*What you will do*
Print exactly, and only, the lines running from the line containing "mark: the sign logo, one point per instance" through the end of the records below.
BEGIN
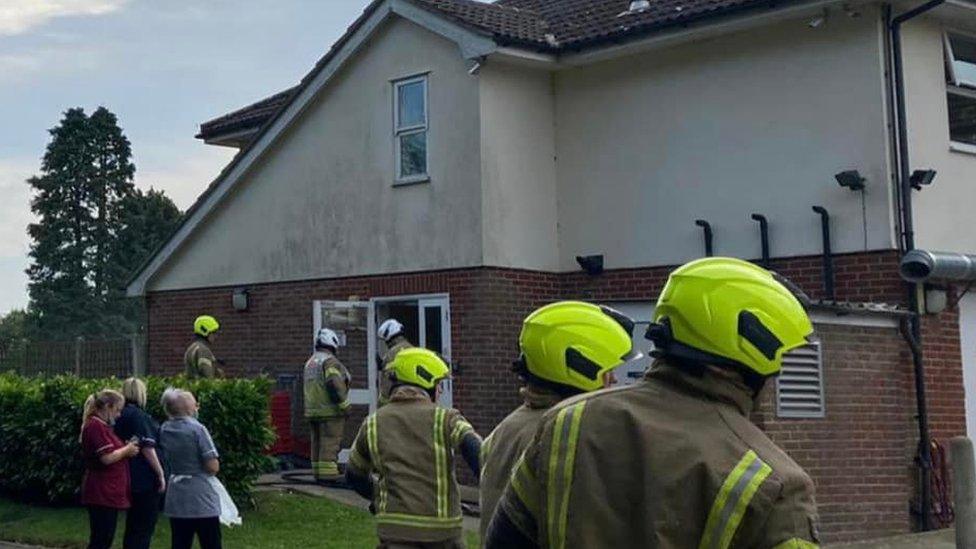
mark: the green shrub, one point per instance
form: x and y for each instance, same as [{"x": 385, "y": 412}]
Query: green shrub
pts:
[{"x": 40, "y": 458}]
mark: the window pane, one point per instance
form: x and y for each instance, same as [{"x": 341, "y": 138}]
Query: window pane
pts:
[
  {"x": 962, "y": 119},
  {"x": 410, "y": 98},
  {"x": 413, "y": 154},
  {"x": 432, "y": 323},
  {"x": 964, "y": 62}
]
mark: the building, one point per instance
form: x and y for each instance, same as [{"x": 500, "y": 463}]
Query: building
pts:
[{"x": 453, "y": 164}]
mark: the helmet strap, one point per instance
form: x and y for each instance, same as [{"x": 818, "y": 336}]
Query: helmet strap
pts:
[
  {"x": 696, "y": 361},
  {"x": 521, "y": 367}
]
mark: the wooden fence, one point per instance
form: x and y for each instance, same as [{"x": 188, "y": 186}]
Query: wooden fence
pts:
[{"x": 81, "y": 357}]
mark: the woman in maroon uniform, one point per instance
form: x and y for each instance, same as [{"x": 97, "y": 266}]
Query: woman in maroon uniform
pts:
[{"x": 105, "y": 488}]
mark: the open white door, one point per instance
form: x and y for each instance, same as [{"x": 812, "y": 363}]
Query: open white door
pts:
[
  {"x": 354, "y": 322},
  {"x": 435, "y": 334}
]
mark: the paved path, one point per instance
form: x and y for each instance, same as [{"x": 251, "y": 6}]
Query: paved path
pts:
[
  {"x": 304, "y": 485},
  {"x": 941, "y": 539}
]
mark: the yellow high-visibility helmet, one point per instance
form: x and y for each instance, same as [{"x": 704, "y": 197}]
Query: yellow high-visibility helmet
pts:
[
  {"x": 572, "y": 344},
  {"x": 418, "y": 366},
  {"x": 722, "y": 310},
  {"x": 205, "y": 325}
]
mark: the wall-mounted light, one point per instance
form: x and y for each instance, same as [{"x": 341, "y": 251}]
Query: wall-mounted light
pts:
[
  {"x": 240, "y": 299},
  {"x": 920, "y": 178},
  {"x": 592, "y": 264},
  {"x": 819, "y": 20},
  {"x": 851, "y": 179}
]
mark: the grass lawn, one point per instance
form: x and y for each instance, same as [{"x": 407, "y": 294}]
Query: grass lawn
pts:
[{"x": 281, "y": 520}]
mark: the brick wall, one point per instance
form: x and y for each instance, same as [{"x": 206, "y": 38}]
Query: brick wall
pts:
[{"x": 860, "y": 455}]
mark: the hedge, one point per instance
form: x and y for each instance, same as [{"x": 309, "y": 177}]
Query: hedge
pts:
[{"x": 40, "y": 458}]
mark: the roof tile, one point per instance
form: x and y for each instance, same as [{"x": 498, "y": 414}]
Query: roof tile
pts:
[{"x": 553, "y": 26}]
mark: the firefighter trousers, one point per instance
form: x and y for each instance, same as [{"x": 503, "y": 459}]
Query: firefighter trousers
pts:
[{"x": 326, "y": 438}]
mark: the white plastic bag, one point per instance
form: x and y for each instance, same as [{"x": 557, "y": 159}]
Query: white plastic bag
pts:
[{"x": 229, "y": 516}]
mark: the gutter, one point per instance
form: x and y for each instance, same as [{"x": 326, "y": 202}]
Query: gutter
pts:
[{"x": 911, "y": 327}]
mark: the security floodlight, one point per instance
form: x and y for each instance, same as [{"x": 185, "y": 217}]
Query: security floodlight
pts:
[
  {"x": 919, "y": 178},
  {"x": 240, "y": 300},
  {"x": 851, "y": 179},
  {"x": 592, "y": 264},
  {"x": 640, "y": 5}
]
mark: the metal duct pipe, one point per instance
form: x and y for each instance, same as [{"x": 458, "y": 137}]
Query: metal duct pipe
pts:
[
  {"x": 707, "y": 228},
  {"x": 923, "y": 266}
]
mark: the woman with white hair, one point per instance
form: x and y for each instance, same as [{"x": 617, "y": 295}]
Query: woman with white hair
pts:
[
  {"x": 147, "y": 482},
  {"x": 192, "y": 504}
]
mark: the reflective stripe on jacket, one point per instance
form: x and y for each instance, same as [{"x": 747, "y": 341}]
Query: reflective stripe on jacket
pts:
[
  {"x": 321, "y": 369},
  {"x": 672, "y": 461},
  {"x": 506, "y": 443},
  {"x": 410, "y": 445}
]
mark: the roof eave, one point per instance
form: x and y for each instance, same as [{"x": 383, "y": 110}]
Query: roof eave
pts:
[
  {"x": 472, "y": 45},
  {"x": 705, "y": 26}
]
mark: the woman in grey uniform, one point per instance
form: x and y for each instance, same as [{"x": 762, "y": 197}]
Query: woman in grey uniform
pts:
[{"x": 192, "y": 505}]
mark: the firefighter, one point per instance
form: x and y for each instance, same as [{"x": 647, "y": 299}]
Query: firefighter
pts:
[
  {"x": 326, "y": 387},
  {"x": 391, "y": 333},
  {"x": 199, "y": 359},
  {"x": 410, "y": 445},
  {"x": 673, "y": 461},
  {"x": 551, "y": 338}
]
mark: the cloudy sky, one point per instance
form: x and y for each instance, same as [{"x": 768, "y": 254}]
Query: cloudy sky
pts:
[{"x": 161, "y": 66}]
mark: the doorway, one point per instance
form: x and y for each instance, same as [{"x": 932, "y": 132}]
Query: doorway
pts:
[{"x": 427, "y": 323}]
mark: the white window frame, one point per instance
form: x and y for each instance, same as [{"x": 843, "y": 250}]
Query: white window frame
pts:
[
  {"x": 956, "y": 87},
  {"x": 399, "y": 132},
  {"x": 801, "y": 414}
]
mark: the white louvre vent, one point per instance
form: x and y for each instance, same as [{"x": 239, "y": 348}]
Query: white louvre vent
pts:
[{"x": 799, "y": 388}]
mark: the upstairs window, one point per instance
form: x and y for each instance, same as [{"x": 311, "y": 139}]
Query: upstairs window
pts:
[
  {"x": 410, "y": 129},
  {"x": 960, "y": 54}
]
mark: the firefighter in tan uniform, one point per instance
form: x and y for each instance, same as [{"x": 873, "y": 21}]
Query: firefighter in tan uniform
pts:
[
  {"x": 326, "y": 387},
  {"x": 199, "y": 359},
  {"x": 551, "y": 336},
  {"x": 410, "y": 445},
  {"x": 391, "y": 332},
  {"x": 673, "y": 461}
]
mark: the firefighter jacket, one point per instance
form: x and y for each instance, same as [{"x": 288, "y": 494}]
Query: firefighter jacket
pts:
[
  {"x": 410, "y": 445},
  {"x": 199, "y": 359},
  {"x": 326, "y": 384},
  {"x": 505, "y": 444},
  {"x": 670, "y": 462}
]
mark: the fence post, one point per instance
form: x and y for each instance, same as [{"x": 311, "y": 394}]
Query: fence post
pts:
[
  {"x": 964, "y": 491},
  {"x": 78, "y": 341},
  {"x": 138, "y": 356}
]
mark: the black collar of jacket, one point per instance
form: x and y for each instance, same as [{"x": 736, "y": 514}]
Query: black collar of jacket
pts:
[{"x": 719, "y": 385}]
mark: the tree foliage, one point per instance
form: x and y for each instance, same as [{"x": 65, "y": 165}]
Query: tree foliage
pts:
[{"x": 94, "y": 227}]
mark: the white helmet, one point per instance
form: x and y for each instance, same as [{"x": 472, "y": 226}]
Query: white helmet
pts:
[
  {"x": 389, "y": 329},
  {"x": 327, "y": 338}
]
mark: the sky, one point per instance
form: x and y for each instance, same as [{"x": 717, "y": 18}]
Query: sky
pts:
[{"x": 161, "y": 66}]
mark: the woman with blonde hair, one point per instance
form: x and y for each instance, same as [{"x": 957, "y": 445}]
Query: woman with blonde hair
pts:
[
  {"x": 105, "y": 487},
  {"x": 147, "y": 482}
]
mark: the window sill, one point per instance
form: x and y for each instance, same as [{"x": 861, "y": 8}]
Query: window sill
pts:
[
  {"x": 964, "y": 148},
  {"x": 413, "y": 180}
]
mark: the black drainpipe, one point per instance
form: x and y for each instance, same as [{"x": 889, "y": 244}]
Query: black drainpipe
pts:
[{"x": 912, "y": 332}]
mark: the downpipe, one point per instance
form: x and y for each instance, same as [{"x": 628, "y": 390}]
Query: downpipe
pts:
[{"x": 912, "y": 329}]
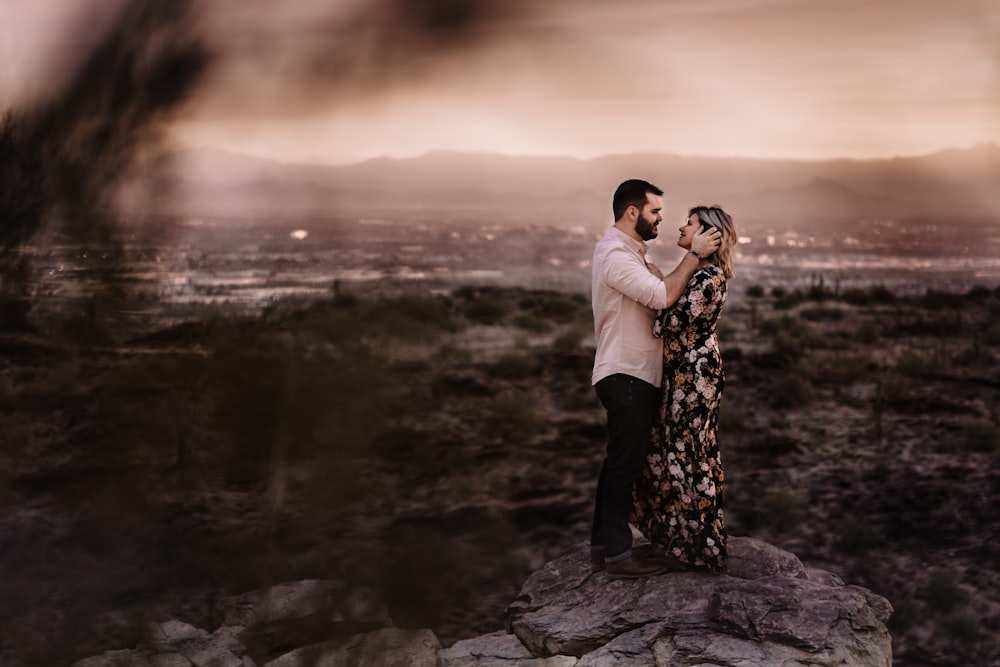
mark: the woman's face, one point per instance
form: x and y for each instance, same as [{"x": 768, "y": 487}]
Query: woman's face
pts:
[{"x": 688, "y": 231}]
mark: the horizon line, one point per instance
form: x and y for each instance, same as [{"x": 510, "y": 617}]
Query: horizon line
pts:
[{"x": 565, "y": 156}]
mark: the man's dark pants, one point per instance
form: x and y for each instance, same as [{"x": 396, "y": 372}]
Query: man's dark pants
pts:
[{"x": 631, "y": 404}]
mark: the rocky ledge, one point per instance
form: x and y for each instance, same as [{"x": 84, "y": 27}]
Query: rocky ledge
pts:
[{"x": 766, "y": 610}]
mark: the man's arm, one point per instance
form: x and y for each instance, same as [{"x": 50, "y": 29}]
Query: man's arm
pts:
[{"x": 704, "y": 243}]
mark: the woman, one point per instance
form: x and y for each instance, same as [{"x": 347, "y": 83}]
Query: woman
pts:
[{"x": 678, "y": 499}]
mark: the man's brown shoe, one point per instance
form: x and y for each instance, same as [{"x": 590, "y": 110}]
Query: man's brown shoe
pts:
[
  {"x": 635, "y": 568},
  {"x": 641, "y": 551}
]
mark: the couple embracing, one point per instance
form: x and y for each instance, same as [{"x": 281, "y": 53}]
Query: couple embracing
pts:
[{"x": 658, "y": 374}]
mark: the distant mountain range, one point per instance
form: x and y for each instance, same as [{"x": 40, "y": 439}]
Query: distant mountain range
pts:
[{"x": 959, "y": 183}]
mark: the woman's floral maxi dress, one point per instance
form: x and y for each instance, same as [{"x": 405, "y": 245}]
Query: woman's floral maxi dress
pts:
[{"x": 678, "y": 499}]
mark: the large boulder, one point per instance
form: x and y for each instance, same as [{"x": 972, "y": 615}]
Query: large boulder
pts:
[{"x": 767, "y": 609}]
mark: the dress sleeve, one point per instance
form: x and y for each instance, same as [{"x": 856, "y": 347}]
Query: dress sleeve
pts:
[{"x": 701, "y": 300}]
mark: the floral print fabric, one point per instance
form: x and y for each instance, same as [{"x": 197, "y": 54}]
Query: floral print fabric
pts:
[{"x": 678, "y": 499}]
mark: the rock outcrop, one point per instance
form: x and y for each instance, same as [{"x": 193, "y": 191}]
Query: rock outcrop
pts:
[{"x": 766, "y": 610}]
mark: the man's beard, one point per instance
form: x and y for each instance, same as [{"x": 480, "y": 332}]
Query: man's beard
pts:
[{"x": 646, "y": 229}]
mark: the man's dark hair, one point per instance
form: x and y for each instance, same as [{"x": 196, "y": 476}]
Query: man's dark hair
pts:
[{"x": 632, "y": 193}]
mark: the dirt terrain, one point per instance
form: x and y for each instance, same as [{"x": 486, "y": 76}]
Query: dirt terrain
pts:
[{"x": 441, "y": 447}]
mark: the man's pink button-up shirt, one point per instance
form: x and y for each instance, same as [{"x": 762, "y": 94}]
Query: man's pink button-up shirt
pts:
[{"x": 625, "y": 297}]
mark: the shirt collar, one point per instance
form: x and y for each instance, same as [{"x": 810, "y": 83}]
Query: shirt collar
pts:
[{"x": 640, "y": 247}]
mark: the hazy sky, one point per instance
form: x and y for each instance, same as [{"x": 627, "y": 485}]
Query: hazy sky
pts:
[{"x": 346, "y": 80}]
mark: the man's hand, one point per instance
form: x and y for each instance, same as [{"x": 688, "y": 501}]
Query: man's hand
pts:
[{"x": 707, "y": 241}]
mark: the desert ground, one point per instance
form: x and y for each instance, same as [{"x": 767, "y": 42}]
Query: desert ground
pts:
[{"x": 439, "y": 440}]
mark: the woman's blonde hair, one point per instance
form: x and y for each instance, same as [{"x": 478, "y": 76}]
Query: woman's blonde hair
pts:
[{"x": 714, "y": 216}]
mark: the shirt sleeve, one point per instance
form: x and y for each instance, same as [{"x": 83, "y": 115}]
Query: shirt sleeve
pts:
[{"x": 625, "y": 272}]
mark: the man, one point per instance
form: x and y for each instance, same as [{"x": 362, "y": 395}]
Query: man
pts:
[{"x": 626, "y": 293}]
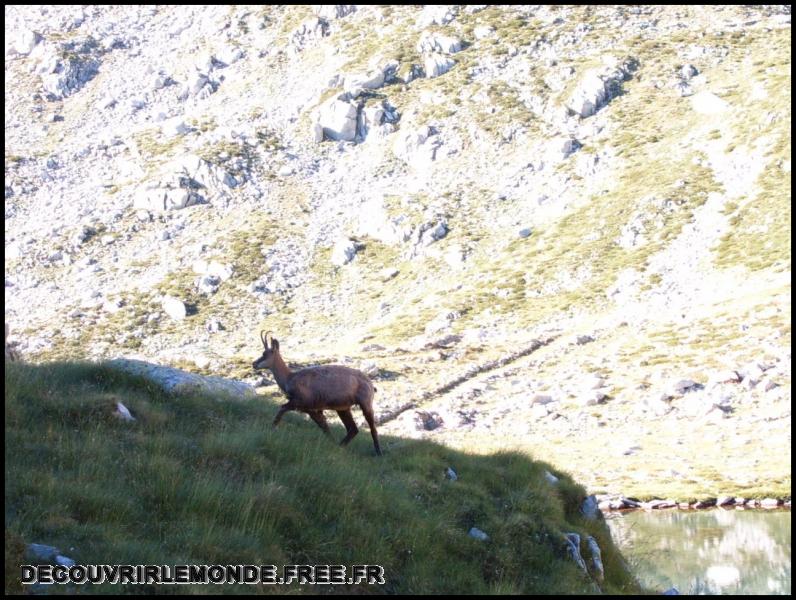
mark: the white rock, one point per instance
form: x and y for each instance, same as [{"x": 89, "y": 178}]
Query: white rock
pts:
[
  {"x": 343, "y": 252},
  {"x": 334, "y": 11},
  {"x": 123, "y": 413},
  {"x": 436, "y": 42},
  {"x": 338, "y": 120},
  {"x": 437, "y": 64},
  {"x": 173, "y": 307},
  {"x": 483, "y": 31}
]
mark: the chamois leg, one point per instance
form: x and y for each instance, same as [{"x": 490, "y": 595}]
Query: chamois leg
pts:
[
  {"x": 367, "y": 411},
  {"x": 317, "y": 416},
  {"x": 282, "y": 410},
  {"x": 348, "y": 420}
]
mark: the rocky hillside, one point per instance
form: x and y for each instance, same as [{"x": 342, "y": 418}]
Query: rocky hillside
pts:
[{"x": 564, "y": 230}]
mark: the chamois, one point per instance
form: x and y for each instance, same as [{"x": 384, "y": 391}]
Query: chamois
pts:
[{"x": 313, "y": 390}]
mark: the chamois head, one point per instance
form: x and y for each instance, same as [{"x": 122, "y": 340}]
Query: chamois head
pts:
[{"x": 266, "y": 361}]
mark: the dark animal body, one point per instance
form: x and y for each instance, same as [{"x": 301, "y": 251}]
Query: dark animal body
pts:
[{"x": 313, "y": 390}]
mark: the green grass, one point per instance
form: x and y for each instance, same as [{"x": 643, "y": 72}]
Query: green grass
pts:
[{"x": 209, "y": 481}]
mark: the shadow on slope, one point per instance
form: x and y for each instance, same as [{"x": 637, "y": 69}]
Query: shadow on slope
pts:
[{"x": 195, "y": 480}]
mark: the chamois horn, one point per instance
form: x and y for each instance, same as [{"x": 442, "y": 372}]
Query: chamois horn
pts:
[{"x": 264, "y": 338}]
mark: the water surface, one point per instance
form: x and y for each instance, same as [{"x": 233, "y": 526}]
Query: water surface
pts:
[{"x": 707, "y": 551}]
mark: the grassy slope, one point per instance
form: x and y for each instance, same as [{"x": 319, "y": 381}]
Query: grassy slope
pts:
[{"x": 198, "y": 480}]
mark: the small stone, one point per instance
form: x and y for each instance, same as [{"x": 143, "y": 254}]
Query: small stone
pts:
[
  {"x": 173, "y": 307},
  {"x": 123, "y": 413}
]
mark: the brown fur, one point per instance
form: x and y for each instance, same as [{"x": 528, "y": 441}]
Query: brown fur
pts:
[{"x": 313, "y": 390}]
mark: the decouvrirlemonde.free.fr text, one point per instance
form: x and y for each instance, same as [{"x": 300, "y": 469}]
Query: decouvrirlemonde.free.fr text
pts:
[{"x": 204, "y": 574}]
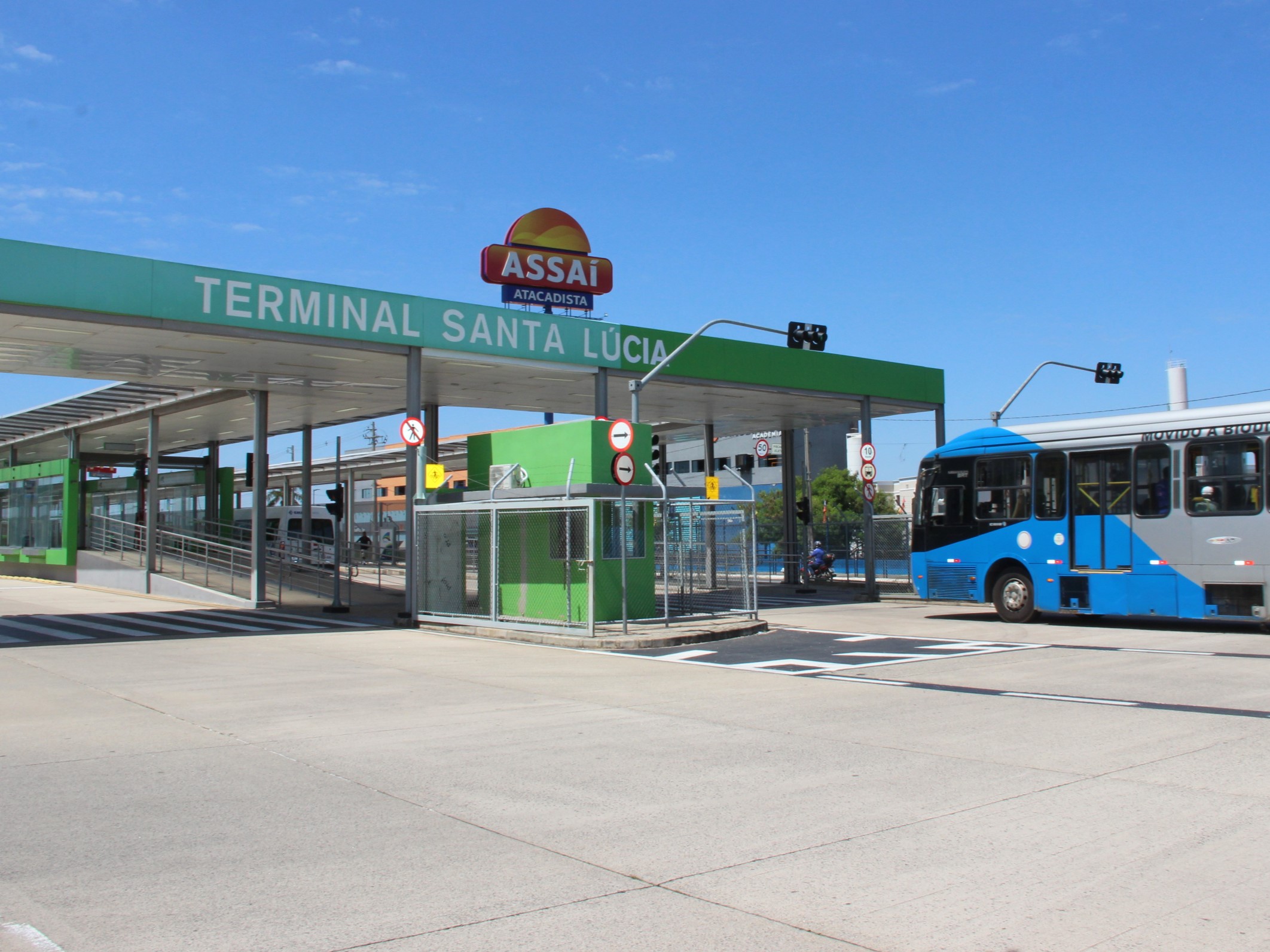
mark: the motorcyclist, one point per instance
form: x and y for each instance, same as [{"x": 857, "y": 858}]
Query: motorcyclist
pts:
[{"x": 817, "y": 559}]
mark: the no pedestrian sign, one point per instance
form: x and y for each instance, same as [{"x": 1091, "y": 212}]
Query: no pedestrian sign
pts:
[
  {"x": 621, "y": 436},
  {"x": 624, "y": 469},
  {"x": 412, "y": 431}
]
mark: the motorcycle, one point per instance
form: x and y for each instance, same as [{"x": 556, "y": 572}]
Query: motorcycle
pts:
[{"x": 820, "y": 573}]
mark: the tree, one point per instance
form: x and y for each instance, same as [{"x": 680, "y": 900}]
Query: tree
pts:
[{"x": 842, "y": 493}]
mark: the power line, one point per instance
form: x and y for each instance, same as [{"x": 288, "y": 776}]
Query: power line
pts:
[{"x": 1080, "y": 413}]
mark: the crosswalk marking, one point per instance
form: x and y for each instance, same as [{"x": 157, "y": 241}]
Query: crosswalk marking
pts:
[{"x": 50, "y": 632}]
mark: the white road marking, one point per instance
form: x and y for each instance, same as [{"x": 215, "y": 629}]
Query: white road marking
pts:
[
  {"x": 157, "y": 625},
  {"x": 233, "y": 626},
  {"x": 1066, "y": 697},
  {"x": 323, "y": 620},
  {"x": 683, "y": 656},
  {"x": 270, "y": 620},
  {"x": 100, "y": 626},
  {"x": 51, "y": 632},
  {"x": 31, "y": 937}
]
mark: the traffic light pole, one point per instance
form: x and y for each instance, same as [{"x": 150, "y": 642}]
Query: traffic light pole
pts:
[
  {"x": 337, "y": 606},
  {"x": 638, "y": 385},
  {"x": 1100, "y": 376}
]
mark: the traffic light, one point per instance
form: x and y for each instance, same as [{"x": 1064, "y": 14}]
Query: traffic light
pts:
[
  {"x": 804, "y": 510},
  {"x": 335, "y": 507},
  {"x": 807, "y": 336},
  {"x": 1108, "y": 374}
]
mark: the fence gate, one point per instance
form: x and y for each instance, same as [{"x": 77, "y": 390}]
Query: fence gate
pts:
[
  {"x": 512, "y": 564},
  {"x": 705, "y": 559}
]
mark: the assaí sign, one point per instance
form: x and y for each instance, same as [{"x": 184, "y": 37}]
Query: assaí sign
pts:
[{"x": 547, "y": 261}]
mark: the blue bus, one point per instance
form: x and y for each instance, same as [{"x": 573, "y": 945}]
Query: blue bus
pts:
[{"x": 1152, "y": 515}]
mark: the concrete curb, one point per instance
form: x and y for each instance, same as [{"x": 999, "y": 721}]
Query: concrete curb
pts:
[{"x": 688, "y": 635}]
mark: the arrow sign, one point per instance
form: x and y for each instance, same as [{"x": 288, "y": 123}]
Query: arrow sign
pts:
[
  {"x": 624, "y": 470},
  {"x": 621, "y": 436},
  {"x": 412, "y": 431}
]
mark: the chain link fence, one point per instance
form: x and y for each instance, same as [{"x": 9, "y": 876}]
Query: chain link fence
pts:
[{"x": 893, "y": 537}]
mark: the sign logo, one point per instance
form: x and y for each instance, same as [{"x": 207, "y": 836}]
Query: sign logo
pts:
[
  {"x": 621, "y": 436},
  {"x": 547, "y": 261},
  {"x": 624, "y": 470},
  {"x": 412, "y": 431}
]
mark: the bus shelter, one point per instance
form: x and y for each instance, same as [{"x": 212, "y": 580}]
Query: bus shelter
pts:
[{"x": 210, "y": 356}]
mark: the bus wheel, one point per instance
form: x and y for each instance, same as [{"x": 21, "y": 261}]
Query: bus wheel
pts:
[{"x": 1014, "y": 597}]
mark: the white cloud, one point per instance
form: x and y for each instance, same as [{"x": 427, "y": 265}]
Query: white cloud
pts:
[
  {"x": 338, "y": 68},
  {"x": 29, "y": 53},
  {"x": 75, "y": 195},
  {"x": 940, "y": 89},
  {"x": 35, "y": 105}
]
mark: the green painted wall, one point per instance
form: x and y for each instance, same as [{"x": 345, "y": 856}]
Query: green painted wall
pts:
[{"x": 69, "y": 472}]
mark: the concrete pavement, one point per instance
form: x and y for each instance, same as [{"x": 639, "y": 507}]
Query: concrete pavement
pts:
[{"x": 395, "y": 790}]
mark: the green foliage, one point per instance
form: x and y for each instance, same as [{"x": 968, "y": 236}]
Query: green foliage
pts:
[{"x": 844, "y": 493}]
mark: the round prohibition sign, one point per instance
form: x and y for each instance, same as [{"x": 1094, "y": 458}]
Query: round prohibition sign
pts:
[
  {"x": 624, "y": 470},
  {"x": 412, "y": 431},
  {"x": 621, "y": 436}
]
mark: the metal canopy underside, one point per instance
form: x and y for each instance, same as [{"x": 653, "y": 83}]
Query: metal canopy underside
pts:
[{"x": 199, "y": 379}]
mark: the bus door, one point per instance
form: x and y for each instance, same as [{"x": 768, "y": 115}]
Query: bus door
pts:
END
*The output*
mark: the sign logo, one point per instance
form: x and y for each instance, same as [{"x": 207, "y": 836}]
Query: sign logo
pts:
[
  {"x": 621, "y": 436},
  {"x": 547, "y": 261},
  {"x": 624, "y": 470},
  {"x": 412, "y": 431}
]
mark: the bus shelter, one point per instance
form: x and y for each instance, same as [{"x": 212, "y": 580}]
Query: bus shelter
pts:
[{"x": 210, "y": 356}]
mark: the bus wheel, one point per instance
form: x and y for each instance, same as [{"x": 21, "y": 261}]
Query: bus wheel
pts:
[{"x": 1014, "y": 597}]
mark: the white cloud, one point per instance
form: x and y for each instance, same as [{"x": 427, "y": 265}]
Query: white cloud
pts:
[
  {"x": 338, "y": 68},
  {"x": 29, "y": 53},
  {"x": 75, "y": 195},
  {"x": 940, "y": 89},
  {"x": 35, "y": 105}
]
mark: the green painted wall, one point per instance
form: x and y for each instance, same as [{"x": 345, "y": 856}]
Query: green painted wall
pts:
[{"x": 69, "y": 472}]
mark: the concrete pavement, one point per instance
form: x and y for each instance, same as [{"x": 639, "y": 507}]
Query: concrete pavement
pts:
[{"x": 395, "y": 790}]
mark: the green foliage, one point per instance
form: x and y for each instance, same as [{"x": 968, "y": 236}]
Query: green foliage
pts:
[{"x": 844, "y": 493}]
mark: the round prohibition sign, one point per instance
form: x and y for each instance, same as [{"x": 1094, "y": 458}]
Query: round prohibition sign
pts:
[
  {"x": 624, "y": 470},
  {"x": 412, "y": 431},
  {"x": 621, "y": 436}
]
mark: the metal canopy underside, one point per instance
form: x and y for each instance, same as [{"x": 653, "y": 83}]
Query: metal canopy underside
pts:
[{"x": 199, "y": 379}]
mark: the bus door, one point per instance
form: x and y for each instance, same as [{"x": 768, "y": 115}]
Query: bus door
pts:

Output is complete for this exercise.